Task directions:
Reproduce the rows below without any change, from the very first one through the line that contains "<point>551,220</point>", including that final line.

Record extracts:
_ _ _ _ _ _ _

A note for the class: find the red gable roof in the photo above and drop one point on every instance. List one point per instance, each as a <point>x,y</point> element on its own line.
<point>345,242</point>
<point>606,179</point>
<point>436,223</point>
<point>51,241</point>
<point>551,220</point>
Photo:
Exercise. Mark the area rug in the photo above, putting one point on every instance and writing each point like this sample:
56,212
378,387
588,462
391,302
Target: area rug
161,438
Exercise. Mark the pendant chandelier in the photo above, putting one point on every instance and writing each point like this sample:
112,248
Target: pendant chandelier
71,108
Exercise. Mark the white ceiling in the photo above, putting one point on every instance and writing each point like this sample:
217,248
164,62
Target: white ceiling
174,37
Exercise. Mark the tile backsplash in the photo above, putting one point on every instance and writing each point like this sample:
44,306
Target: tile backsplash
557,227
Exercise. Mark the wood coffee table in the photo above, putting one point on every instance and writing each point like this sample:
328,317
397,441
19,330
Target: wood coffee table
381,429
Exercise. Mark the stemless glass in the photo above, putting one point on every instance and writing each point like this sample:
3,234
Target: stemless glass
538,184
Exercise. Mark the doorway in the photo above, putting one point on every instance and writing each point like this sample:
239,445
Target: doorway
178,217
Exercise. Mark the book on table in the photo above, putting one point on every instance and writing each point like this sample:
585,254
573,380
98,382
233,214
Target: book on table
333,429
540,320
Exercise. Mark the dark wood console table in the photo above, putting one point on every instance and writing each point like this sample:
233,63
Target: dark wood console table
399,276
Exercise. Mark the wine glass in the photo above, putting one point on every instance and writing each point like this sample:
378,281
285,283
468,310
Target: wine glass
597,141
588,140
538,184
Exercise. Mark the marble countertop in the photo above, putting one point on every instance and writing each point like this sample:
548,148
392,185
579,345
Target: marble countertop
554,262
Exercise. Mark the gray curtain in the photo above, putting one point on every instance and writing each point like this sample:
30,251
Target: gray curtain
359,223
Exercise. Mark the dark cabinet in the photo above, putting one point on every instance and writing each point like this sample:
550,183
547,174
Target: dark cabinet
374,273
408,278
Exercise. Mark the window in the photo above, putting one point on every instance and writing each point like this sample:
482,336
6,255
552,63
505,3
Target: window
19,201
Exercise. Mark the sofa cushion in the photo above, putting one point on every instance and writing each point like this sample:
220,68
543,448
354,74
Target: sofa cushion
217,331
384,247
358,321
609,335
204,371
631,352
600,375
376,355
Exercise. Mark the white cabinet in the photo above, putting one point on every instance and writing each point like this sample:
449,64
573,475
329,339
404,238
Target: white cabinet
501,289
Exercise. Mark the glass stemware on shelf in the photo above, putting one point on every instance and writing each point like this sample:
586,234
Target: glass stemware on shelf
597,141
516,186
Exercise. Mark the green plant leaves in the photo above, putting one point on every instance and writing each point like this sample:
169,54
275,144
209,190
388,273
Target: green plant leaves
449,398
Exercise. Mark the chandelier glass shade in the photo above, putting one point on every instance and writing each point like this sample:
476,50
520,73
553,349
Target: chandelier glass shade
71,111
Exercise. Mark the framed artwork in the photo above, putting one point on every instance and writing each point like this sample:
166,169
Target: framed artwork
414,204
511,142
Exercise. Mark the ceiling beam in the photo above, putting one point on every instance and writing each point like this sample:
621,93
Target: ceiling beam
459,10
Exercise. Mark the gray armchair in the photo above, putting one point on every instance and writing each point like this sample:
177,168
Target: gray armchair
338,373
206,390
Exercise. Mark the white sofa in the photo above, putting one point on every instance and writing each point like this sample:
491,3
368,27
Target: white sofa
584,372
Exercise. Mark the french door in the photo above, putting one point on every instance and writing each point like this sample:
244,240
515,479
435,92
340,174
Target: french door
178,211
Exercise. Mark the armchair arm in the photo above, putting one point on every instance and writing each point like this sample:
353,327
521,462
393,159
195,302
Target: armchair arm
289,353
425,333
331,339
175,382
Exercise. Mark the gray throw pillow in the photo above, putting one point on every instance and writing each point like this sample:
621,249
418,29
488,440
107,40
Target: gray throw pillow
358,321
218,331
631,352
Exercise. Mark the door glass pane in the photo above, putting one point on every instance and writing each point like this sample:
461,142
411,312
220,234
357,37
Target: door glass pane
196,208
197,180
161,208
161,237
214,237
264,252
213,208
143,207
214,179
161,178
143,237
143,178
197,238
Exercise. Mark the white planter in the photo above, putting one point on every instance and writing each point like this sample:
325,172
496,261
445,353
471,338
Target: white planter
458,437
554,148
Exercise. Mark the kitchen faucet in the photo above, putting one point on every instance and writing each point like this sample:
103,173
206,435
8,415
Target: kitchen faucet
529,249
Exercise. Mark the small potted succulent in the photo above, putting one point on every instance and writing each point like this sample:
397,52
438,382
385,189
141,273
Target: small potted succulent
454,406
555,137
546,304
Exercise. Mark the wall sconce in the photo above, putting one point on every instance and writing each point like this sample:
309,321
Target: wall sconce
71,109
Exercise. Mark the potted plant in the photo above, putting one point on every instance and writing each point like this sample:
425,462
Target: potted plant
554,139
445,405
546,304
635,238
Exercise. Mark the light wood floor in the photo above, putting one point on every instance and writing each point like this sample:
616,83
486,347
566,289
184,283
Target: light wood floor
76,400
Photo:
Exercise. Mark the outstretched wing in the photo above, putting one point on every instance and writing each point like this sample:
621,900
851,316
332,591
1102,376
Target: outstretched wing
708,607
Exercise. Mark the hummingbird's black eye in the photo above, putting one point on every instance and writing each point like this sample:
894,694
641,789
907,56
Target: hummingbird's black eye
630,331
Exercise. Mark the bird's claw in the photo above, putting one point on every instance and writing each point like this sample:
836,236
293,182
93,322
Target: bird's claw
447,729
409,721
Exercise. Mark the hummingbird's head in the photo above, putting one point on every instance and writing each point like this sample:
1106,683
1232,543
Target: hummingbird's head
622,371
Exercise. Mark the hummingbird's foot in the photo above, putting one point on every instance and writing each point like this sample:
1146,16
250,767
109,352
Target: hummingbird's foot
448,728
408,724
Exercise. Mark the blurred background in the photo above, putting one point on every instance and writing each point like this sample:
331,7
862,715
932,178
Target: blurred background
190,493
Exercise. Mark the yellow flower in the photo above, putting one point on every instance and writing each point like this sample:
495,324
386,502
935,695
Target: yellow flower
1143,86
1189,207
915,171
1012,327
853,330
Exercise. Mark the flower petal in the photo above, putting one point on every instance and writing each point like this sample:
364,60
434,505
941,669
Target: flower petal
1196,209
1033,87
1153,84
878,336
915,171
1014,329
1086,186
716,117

_ _ _ _ _ _ _

Written answer:
A note for the class: find the red gable roof in the photo above and drop one point on every instance. List one point per instance, each as a <point>x,y</point> element on its own line.
<point>345,242</point>
<point>606,179</point>
<point>436,223</point>
<point>51,241</point>
<point>551,220</point>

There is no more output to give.